##### Textauszug
Protokoll der Sitzung vom 16.02.2006

Mit den Pisa-Ergebnissen machen Sie auch keine bessere individuelle Förderung, Herr Waschler. Mit den PisaErgebnissen verbessern Sie auch die Situation der Lehrerinnen und Lehrer an unseren Schulen nicht, und mit den guten Pisa-Ergebnissen entlasten Sie auch nicht die Familien. Haben Sie denn noch immer nicht gemerkt, dass die Beschulung der Kinder immer mehr Geld kostet, dass es viele Familien gibt, die sich einen guten Schulabschluss für ihre Kinder nicht mehr leisten können? Sie aber führen – mir nichts, dir nichts – en passant das Büchergeld und Studiengebühren ein und machen eine gute Schulausbildung in Bayern in immer stärkerem Maße zur Privatsache. Sie sollten sich endlich mit diesen Baustellen an Bayerns Schulen inhaltlich auseinander setzen, anstatt Ihre Kraft dafür einzusetzen, die Probleme wegzudiskutieren.

Ich behaupte nach wie vor: Die guten Pisa-Ergebnisse, die auch wir sehr begrüßen – so wie Sie meinen, ist das ja nicht –, haben weniger mit Ihrer Politik zu tun als mit dem Engagement der Eltern und Lehrer in den Schulen.

(Beifall bei der SPD)
##########
> [Aufgaben]:
A) Was wird laut dem Sitzungsprotokoll mit den Pisa-Ergebnissen nicht erreicht? Nennen Sie alle Punkte.
B) Wie könnte das Sitzungsprotokoll nach dem Beifall bei der SPD weitergehen? Führen Sie es fort.
##### Gespeicherte Daten
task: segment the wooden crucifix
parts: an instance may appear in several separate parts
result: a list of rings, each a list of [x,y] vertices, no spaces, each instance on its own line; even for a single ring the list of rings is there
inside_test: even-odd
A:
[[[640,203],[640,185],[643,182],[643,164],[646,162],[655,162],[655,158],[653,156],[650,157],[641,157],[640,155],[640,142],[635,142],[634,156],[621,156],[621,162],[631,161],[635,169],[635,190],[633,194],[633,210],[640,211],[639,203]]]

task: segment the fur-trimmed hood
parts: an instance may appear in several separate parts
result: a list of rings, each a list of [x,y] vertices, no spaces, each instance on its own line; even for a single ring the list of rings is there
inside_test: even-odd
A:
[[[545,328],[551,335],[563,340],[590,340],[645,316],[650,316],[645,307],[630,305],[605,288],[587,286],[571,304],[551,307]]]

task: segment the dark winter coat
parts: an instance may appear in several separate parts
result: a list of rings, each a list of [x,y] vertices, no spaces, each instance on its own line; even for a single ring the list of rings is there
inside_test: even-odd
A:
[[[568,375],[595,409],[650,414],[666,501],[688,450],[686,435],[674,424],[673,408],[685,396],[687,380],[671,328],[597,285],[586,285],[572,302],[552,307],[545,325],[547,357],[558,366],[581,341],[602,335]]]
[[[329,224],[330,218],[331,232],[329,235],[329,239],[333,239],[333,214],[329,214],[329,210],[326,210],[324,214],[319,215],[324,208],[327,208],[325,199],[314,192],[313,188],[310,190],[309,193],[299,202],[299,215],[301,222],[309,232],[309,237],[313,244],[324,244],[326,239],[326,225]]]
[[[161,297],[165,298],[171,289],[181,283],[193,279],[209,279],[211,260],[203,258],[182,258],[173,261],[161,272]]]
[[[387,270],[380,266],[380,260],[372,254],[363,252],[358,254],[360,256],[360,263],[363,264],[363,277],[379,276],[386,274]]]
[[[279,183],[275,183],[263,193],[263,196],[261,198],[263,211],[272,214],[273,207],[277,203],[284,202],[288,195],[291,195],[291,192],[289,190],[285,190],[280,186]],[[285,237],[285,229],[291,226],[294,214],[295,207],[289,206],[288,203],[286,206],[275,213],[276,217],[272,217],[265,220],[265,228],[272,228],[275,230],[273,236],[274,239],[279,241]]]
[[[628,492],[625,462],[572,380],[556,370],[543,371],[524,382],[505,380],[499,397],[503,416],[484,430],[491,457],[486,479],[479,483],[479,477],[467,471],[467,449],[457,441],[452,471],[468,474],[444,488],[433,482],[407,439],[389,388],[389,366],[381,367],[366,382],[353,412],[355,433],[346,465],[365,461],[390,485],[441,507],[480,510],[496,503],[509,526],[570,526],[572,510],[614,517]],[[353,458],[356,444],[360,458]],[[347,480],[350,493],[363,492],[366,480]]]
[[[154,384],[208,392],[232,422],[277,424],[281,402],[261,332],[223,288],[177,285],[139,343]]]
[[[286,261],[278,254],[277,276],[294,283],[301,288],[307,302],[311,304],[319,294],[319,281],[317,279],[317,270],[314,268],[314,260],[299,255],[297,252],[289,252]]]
##########
> [Lösungen je Aufgabe]:
A)
- keine bessere individuelle Förderung
- keine Verbesserung der Situation der Lehrerinnen und Lehrer an den Schulen
- keine Entlastung der Familien

B)
Wenn die Eltern nicht die von Ihnen geschaffenen schlechten Rahmenbedingungen aufarbeiten würden, wenn die Lehrer ihre Arbeit nicht bis an die Grenzen ihrer Belastbarkeit machen würden, wenn die Schülerinnen und Schüler ihren Mut, den sie trotz der schlechten Rahmenbedingungen offenbar immer noch haben, verloren hätten, sähe es schlecht aus. Es geht sicher an der Sache vorbei, wenn Sie sich hier hinstellen und sagen: Wir sind doch die Pisa-Sieger.

Zum Lehrermangel: Auch hier nehmen Sie die Realitäten offensichtlich nicht zur Kenntnis. Sie leiden offenbar an einer selektiven Wahrnehmung, was den Bedarf an Lehrerinnen und Lehrern an bayerischen Schulen betrifft. Liebe Kolleginnen und Kollegen, ist es Ihnen denn wirklich entgangen, dass wir in den letzten 15 Jahren an bayerischen Schulen einen Schülerzuwachs von 25 % hatten? Ist Ihnen wirklich entgangen, dass wir an den Realschulen in den letzten 15 Jahren einen Schülerzuwachs von 75 % hatten? Was tun Sie, um diesen Schüleranstieg zu kompensieren? – Sie tun nicht, was jeder vernünftige Mensch tun würde, nämlich mehr Lehrerinnen und Lehrer einstellen, um den Schüleranstieg zu bewältigen. Sie erhöhen die Unterrichtspfl ichtzeit für Lehrerinnen und Lehrer. Sie erhöhen die Arbeitszeit für Lehrerinnen und Lehrer. Sie nehmen übervolle Klassen einfach so hin. Sie versuchen, die Referendare einzuspannen, um die Belastung auszugleichen. Liebe Kolleginnen und Kollegen, das alles hat einen Grund: Die bayerische CSU betreibt Bildungspolitik nicht unter inhaltlichen bildungspolitischen Aspekten, sondern unter rein fi skalischen Aspekten.

(Beifall bei der SPD)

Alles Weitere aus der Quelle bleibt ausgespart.